### [OBJECTIVE]
Select and copy every line in the rows below that contains the word "mirror". Matching is case-sensitive.

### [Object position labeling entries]
--
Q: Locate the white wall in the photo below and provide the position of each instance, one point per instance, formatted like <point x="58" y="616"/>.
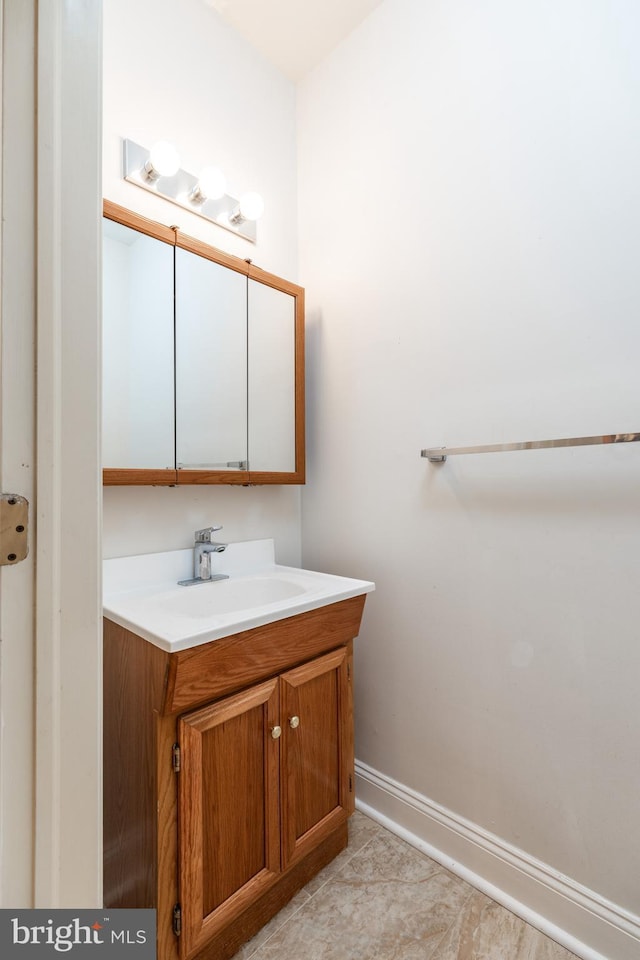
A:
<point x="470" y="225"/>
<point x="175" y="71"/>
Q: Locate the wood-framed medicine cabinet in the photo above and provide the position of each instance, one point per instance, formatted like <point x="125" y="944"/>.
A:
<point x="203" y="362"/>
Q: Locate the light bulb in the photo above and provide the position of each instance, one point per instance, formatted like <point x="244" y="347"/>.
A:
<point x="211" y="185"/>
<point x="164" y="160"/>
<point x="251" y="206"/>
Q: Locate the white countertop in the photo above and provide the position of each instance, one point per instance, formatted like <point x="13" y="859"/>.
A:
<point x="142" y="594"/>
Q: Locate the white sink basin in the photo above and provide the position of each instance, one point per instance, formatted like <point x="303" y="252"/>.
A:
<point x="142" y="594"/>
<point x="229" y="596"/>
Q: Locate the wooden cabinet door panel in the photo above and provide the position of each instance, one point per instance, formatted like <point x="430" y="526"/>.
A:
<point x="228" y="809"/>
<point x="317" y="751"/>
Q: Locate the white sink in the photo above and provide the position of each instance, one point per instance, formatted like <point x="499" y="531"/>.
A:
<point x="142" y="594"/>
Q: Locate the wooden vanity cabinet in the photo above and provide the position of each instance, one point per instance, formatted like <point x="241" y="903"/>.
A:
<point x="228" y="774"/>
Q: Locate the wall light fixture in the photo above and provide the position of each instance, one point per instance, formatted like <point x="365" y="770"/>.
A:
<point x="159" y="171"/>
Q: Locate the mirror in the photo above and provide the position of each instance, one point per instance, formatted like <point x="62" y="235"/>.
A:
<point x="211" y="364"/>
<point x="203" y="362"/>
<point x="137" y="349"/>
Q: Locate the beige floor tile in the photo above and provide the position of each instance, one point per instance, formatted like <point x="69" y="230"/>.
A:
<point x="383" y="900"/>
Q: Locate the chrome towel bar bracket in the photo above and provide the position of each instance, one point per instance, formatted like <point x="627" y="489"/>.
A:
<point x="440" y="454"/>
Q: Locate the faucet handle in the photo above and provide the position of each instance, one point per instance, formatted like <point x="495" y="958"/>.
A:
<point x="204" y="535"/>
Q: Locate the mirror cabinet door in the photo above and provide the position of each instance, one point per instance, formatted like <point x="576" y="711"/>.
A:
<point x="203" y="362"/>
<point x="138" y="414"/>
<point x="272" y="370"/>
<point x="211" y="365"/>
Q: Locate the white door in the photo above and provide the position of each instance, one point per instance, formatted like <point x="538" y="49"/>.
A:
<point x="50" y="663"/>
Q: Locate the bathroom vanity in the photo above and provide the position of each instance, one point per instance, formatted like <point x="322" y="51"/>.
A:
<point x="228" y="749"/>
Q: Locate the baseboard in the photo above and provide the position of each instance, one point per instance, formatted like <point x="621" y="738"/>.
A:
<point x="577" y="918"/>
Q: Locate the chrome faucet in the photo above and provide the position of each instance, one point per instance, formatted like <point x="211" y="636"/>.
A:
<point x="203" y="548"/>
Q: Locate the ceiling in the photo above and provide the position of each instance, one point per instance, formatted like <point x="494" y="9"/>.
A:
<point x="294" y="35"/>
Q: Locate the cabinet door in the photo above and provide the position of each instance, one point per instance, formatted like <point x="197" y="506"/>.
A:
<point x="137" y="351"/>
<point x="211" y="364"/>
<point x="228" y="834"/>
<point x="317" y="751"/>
--
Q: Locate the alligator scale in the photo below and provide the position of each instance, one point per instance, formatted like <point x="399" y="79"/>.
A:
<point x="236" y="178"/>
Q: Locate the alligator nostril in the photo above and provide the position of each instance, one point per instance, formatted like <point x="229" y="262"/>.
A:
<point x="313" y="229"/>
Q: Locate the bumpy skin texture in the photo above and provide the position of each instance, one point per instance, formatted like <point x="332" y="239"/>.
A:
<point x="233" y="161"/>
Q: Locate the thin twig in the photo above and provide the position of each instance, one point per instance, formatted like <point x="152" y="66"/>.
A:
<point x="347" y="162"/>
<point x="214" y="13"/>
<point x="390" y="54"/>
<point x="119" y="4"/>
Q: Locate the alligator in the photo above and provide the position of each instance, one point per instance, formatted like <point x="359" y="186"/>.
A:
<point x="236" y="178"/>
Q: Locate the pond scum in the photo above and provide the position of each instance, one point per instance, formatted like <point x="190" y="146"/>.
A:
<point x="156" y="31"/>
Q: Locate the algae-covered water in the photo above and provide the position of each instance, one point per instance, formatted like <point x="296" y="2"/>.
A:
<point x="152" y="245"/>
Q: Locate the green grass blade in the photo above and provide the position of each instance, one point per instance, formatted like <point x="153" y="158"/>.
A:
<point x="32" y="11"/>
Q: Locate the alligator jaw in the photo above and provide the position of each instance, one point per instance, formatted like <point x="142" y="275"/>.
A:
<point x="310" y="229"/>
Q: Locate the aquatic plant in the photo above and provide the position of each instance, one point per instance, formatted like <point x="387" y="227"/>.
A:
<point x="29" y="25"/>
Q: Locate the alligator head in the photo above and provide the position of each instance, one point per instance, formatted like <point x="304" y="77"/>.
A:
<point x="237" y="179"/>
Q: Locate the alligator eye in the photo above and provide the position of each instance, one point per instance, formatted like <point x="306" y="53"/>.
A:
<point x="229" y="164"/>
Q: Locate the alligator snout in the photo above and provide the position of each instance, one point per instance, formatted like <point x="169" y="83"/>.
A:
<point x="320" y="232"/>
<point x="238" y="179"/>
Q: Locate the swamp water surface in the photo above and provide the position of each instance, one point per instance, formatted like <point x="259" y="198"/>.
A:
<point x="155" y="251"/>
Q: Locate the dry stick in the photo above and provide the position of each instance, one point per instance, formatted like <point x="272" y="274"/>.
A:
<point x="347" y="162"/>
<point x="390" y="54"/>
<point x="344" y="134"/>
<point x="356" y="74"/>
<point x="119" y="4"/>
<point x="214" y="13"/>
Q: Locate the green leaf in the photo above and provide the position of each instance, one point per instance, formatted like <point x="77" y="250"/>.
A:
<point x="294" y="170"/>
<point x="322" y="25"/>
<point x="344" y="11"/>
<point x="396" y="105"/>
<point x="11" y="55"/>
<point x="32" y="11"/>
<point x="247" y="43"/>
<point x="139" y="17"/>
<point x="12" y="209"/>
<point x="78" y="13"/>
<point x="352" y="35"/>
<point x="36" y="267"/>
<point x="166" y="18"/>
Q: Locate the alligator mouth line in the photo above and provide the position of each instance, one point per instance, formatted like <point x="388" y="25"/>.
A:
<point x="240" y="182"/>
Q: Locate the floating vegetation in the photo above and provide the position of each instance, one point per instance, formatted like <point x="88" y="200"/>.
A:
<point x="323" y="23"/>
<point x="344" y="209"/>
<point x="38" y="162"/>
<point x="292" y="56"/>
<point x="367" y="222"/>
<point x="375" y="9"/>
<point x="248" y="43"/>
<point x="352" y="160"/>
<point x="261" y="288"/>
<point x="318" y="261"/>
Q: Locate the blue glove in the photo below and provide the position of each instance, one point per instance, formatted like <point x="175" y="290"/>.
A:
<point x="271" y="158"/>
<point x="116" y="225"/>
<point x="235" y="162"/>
--
### [SOLVED PROBLEM]
Q: Locate the mirror in the photo above and provide the position of each instance, one point per instance, formatted like <point x="62" y="235"/>.
Q: Locate the mirror cabinet door in the photo above and provide the position of each instance, one point per instance, formatted like <point x="576" y="711"/>.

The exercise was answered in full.